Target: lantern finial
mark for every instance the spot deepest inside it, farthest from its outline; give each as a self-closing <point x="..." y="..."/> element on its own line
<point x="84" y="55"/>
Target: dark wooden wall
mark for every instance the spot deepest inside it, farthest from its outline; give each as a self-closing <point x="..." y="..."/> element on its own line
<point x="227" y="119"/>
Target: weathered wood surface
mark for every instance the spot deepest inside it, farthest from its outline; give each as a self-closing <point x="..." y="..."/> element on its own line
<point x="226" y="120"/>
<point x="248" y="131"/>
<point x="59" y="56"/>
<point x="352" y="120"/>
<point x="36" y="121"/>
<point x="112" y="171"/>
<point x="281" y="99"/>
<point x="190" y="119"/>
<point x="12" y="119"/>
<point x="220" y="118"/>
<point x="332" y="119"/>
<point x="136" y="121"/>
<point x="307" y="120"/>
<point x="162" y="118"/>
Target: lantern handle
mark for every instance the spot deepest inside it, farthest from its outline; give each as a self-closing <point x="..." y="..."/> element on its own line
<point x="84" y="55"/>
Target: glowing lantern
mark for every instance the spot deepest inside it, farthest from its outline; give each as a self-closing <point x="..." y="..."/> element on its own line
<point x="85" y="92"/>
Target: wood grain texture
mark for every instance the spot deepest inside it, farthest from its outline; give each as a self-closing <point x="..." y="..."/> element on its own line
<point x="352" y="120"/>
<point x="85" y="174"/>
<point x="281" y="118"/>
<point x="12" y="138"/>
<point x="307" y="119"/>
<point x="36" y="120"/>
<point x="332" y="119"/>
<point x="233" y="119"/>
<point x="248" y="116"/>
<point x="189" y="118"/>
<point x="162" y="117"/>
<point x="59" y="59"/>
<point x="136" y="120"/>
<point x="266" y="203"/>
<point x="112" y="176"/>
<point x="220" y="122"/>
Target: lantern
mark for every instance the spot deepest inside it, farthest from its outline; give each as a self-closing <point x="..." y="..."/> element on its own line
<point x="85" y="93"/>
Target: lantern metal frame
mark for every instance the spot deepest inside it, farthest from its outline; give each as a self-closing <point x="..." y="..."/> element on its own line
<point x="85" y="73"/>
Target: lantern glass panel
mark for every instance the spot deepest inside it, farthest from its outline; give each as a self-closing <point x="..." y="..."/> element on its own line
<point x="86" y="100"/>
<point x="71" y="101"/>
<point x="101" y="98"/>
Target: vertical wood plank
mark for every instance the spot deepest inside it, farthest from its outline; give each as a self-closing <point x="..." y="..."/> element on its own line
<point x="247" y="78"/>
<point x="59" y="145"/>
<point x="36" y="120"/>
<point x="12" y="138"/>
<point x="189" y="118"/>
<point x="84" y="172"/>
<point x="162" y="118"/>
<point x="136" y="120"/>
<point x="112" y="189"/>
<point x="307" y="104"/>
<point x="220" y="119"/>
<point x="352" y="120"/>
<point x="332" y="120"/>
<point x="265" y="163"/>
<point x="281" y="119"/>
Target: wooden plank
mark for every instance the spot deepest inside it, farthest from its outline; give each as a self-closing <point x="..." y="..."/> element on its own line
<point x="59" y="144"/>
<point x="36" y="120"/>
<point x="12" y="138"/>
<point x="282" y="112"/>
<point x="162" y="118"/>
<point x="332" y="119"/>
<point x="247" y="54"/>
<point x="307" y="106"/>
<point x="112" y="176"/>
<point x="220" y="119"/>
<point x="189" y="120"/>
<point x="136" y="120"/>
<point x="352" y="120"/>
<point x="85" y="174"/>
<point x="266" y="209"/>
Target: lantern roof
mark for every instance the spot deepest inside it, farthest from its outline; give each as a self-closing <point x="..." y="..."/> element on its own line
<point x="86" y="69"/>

########################################

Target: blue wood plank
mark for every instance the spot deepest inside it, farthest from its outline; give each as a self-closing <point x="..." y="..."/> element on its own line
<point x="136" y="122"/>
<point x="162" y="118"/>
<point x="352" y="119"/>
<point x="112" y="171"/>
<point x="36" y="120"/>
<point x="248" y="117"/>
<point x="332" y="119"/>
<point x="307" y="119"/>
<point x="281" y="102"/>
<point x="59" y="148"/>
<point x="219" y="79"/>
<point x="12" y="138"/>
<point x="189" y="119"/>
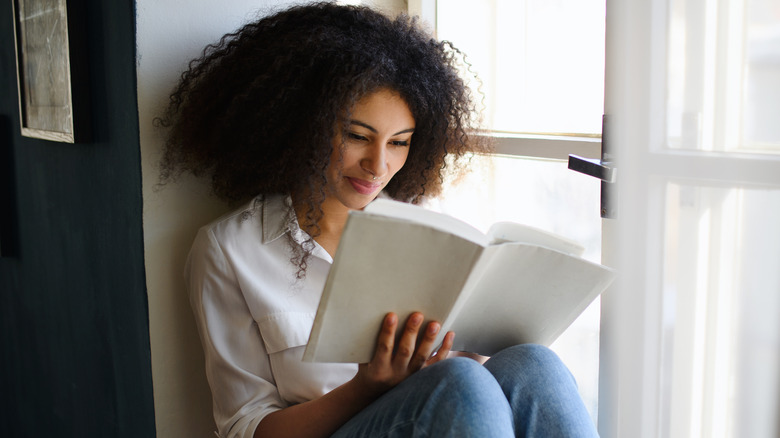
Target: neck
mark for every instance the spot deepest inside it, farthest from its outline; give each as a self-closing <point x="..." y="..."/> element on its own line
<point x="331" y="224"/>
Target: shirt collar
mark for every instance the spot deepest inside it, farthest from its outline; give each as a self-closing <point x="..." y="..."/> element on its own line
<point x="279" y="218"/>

########################################

### Problem statement
Identify each line in the records above that contains the word "lantern", and copy it out in full.

### Solution to this problem
Target: lantern finial
Target: lantern handle
Target: glowing lantern
Target: lantern
Target: lantern metal frame
Target: lantern glass panel
Target: lantern roof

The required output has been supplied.